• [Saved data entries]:
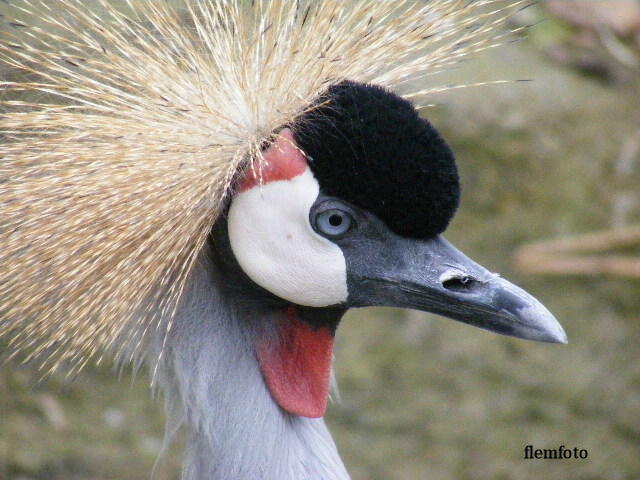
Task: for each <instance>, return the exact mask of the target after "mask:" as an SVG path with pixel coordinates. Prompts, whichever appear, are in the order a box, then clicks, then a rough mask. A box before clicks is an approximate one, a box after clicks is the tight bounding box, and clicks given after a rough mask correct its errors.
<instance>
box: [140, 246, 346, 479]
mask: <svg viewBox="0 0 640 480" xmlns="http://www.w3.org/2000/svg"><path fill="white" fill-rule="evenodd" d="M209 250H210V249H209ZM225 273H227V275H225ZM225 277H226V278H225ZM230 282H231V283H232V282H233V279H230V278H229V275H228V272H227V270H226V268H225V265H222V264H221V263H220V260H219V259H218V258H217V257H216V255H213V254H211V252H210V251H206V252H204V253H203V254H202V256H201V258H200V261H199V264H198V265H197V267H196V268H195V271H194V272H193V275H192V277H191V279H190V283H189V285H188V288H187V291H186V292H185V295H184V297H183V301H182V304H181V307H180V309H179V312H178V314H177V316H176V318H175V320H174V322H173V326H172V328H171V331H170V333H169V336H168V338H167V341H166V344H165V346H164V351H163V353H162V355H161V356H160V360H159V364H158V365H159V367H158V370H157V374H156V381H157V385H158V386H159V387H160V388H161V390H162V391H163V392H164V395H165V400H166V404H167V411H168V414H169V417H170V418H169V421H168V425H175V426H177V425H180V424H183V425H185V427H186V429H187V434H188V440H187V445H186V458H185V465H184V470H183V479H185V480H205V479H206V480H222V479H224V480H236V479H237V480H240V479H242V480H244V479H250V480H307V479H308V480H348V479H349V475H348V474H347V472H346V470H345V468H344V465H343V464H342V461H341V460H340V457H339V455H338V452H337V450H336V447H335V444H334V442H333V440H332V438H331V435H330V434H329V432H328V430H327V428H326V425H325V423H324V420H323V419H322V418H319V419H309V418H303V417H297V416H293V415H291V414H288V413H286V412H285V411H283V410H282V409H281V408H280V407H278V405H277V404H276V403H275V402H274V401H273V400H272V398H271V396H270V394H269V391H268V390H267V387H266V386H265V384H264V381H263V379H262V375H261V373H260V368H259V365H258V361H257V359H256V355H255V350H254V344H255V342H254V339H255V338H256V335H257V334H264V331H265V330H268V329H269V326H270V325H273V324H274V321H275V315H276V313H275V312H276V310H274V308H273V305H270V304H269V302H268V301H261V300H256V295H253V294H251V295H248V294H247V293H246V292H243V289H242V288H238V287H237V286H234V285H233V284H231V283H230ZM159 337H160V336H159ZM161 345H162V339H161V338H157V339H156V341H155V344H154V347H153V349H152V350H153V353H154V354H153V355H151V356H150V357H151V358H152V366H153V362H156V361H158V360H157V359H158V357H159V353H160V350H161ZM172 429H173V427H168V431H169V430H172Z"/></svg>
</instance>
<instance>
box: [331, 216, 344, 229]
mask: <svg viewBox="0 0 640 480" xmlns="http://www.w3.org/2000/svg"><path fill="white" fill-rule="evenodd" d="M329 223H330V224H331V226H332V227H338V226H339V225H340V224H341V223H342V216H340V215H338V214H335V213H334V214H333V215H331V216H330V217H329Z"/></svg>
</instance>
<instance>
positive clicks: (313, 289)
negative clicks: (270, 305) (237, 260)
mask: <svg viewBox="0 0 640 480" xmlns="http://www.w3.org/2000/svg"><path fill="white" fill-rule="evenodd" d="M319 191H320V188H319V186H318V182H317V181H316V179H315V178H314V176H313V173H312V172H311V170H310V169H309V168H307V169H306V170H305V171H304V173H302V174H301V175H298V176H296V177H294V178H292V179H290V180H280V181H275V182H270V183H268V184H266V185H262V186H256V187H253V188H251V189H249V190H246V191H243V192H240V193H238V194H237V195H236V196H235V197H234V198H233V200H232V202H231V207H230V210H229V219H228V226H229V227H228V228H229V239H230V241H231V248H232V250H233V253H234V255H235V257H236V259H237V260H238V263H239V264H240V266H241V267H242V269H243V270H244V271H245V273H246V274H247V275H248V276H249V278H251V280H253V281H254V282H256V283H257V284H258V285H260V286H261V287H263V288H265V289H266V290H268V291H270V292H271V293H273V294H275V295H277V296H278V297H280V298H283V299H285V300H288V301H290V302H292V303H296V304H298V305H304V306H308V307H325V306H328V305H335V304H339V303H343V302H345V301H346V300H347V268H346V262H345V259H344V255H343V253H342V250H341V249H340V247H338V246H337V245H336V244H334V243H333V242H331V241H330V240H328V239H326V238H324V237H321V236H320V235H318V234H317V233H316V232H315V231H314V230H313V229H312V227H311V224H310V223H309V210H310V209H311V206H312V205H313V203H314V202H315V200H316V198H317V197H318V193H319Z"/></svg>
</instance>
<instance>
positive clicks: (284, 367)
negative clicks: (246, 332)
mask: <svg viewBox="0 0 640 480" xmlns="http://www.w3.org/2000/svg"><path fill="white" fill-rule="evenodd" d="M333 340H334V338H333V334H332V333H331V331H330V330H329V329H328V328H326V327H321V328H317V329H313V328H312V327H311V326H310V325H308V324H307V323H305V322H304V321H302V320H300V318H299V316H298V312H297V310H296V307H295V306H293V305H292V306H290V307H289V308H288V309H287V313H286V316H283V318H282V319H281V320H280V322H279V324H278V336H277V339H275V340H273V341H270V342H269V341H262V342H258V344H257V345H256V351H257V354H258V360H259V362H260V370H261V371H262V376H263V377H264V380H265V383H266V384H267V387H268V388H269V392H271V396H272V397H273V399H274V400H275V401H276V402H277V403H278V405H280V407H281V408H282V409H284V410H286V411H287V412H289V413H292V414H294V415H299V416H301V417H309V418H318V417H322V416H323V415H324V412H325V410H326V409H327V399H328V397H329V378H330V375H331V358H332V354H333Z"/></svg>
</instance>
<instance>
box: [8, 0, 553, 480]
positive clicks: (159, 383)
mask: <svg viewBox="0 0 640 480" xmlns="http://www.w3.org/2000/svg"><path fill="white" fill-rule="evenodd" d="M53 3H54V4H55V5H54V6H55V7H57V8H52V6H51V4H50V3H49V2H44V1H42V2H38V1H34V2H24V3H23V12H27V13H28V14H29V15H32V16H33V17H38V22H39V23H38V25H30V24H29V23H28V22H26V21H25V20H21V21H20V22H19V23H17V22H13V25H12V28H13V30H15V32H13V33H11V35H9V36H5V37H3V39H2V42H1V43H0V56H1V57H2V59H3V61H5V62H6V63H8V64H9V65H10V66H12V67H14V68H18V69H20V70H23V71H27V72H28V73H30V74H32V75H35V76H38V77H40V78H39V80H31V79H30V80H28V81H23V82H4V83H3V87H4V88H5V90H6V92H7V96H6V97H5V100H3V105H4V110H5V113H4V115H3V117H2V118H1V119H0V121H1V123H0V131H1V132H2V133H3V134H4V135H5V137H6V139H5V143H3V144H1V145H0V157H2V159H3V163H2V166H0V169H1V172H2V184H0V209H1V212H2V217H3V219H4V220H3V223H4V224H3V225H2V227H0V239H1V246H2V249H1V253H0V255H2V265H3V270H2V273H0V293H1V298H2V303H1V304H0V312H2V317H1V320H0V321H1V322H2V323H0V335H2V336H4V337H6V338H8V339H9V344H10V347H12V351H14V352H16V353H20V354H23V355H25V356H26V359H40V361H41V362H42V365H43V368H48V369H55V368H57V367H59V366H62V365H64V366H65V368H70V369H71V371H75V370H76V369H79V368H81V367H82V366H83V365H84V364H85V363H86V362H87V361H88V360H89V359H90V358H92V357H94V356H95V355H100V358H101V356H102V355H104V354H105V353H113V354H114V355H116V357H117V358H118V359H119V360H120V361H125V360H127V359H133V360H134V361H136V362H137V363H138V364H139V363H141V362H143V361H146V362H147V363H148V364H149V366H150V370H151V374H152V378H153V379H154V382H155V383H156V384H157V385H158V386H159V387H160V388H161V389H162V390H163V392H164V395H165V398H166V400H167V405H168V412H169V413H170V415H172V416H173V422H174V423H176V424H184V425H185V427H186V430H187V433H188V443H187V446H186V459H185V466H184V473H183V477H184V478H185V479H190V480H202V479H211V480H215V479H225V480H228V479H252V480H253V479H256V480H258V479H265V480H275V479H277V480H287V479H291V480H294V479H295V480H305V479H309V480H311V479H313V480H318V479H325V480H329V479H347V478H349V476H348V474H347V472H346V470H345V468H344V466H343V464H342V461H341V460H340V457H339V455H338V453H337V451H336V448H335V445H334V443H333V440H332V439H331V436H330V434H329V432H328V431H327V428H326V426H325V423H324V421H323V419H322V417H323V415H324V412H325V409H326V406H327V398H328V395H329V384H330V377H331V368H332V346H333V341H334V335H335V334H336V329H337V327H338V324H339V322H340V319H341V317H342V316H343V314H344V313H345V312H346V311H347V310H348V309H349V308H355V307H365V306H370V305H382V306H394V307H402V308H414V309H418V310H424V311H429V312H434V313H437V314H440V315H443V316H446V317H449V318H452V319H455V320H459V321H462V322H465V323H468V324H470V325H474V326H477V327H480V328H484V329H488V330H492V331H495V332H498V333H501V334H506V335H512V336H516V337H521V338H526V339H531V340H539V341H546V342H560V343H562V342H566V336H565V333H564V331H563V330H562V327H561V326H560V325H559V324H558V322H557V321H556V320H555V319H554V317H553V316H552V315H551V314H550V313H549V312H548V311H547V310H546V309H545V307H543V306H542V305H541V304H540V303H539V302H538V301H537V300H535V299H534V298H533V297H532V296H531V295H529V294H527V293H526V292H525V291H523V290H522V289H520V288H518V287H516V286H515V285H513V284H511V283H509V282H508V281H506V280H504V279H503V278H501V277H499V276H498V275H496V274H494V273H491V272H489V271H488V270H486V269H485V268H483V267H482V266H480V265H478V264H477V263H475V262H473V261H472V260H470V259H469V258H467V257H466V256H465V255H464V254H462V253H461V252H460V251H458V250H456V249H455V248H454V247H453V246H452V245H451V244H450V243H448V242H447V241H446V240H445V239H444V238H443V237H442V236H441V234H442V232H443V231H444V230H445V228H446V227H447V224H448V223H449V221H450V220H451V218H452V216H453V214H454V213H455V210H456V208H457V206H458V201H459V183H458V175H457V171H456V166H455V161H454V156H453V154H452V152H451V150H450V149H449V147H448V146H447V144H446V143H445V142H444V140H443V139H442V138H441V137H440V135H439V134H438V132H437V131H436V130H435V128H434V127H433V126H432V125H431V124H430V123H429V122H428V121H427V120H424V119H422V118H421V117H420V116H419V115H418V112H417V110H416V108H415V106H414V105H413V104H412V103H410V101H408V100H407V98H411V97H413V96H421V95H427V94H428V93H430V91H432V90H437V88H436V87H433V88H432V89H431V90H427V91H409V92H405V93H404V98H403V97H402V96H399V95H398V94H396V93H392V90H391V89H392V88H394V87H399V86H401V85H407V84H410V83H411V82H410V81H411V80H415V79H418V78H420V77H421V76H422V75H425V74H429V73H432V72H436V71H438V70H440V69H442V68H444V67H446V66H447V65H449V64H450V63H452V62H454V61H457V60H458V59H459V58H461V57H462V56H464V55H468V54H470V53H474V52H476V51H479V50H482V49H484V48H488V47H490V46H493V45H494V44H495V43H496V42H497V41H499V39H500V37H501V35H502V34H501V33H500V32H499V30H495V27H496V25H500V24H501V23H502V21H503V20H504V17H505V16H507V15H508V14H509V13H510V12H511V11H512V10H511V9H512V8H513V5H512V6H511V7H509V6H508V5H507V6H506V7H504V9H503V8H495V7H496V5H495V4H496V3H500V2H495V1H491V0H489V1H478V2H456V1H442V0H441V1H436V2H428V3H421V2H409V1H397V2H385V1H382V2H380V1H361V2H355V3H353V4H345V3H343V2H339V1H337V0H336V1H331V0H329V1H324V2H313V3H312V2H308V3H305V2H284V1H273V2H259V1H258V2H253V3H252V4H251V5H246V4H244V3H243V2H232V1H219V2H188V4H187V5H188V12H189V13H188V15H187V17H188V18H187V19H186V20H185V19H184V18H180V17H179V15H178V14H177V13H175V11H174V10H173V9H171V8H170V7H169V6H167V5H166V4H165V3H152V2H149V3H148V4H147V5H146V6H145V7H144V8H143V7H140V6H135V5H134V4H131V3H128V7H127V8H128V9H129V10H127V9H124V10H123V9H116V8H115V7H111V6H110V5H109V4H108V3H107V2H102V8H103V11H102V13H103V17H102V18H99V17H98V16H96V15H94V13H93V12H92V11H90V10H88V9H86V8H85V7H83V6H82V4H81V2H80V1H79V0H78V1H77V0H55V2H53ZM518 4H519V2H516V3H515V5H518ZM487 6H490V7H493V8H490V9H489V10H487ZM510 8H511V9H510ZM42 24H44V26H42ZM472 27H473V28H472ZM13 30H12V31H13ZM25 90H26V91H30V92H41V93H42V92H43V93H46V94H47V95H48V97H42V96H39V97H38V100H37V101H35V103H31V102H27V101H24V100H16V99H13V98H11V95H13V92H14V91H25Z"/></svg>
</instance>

==

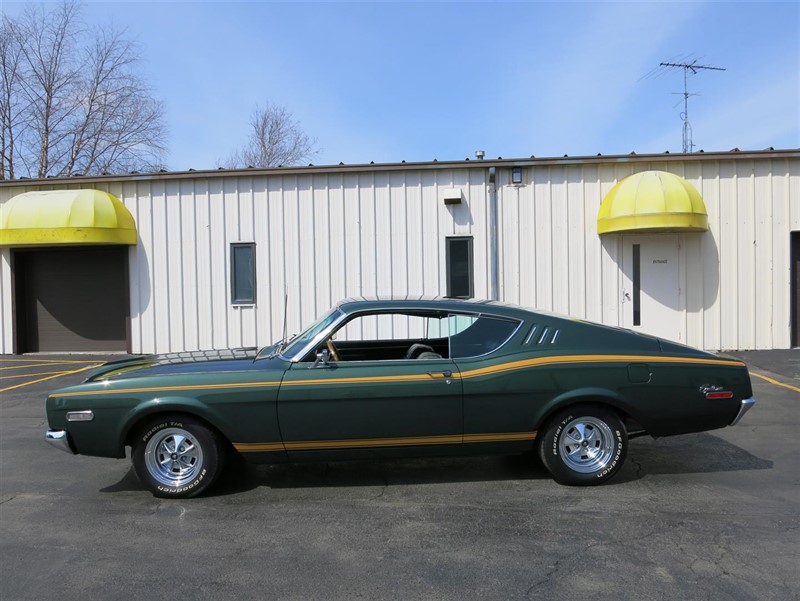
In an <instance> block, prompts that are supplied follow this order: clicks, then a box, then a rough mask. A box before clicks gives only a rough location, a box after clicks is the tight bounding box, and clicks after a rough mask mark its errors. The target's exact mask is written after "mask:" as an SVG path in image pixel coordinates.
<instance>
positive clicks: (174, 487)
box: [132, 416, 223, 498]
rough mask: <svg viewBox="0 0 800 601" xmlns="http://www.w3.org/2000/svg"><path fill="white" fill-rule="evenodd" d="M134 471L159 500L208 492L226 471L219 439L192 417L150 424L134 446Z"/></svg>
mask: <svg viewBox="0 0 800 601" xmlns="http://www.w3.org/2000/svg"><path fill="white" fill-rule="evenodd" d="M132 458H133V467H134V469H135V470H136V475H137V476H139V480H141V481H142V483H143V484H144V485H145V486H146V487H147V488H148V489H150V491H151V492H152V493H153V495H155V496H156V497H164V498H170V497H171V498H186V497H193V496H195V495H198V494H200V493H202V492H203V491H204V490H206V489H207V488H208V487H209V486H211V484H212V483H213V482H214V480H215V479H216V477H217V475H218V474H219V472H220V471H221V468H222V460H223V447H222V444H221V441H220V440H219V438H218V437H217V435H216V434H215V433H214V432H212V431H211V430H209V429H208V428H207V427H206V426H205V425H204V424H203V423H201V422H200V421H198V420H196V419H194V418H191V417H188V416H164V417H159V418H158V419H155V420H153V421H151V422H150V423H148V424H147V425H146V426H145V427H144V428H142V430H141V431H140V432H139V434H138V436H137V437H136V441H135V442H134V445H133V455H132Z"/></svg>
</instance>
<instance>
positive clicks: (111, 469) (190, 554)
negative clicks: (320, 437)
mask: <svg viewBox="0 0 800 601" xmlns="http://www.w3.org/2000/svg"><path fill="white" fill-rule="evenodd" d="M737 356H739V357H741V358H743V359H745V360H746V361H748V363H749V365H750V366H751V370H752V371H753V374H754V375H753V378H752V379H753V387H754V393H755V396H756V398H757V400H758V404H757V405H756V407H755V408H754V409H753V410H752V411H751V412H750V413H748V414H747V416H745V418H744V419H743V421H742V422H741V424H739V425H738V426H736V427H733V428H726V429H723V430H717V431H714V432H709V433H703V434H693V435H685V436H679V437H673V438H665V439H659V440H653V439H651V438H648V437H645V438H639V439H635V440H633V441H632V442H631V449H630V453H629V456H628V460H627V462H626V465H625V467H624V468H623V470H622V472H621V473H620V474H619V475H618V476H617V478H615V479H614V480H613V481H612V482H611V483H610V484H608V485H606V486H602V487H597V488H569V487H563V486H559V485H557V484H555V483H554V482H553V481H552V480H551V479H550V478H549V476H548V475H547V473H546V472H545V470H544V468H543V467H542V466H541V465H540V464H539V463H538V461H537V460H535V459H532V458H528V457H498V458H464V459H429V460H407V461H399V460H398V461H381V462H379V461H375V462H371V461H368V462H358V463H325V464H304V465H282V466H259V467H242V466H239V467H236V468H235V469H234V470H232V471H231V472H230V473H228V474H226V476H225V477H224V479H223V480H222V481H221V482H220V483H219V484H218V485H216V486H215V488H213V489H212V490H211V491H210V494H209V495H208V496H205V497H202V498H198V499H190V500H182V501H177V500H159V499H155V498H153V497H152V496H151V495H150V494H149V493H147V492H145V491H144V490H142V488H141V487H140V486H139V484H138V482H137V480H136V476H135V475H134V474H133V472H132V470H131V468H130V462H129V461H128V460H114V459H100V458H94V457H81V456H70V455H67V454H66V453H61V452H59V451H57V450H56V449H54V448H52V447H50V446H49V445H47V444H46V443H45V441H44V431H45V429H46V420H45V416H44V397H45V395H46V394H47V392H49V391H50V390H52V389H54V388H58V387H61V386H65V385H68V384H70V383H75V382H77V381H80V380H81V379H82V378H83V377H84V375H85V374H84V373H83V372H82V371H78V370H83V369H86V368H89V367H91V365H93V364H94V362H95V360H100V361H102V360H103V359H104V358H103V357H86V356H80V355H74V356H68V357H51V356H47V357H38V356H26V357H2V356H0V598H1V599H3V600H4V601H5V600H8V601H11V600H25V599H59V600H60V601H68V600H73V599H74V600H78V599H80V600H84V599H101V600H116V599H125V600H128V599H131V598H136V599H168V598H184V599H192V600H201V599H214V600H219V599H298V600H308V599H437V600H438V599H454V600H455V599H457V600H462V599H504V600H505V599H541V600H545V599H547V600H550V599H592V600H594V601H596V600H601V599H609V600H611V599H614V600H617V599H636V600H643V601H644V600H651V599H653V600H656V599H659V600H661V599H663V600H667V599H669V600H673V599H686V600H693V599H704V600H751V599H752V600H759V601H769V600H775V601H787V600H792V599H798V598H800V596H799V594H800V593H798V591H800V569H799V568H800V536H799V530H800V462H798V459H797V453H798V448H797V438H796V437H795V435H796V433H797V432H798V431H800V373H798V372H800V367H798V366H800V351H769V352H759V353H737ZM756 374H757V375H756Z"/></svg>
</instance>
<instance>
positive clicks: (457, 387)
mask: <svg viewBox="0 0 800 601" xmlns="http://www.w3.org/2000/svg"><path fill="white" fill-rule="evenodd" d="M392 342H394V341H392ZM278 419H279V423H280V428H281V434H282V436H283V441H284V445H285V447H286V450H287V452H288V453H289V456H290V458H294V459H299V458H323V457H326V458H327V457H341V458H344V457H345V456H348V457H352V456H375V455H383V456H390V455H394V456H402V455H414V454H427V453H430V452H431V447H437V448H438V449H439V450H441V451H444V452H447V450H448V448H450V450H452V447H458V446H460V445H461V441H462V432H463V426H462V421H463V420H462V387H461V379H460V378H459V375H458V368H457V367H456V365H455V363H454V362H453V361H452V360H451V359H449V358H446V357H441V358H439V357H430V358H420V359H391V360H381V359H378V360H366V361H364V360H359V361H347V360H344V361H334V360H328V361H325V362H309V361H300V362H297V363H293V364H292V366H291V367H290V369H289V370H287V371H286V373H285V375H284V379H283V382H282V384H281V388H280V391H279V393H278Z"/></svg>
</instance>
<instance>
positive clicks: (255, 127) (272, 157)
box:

==

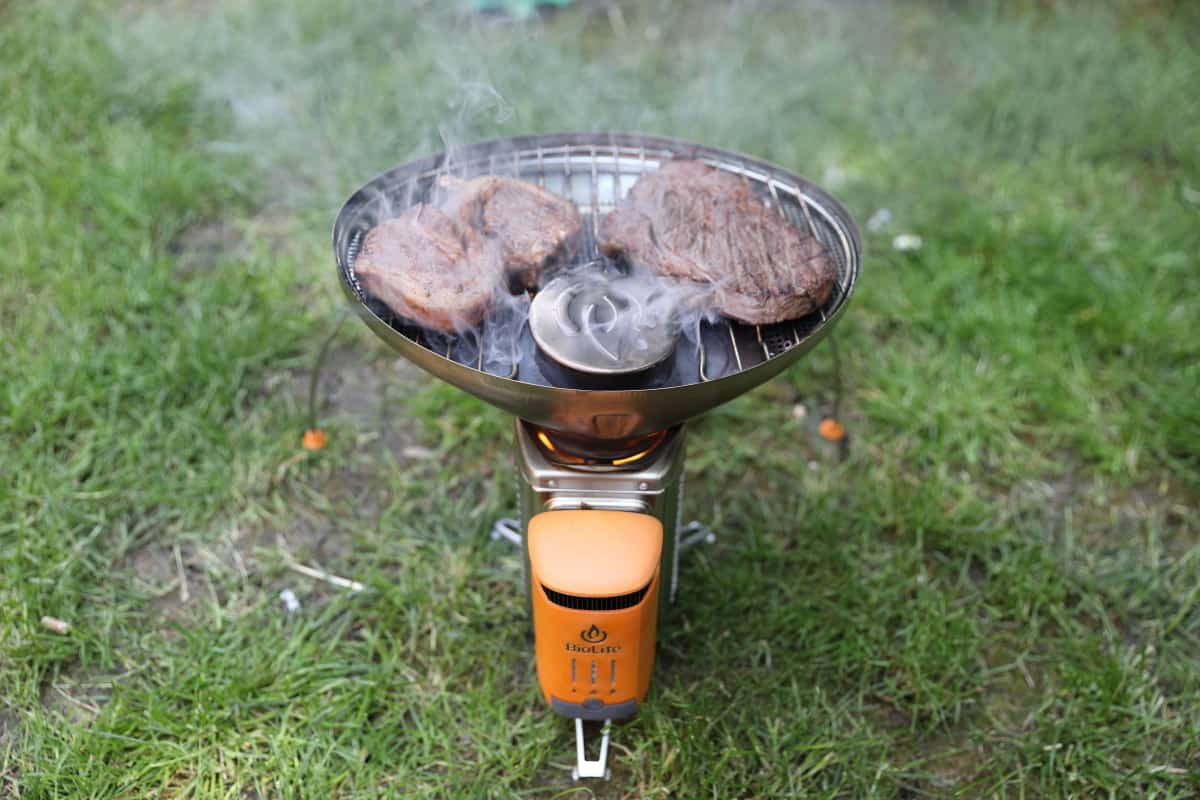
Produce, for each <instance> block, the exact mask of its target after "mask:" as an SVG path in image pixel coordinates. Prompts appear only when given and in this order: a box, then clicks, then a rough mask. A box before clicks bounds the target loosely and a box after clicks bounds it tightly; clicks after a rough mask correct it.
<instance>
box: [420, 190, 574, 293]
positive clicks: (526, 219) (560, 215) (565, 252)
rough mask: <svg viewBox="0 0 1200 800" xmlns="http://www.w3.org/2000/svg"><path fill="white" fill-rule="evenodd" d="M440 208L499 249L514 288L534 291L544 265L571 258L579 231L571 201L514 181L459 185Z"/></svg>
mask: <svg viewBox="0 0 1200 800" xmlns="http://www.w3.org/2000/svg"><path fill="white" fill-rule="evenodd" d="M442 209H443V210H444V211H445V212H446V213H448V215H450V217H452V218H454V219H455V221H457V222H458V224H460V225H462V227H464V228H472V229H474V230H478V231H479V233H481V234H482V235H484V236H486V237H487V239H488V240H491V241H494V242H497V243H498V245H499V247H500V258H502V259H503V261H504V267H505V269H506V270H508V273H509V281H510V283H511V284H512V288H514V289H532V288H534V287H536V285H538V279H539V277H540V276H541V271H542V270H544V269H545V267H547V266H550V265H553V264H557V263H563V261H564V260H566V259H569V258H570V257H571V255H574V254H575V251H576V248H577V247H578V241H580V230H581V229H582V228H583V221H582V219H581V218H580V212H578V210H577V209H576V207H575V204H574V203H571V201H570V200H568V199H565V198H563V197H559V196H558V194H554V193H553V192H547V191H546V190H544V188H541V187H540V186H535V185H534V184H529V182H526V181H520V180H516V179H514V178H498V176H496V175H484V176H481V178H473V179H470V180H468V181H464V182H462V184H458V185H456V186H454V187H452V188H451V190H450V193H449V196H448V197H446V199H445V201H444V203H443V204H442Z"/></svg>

• [EXERCISE]:
All lines above from the one holding "box: [420, 190, 574, 293]" to the one holding "positive clicks: (526, 219)", inclusive, are to be copied exactly; no other line is wanted.

• [ANSWER]:
box: [420, 190, 574, 293]
positive clicks: (526, 219) (560, 215) (565, 252)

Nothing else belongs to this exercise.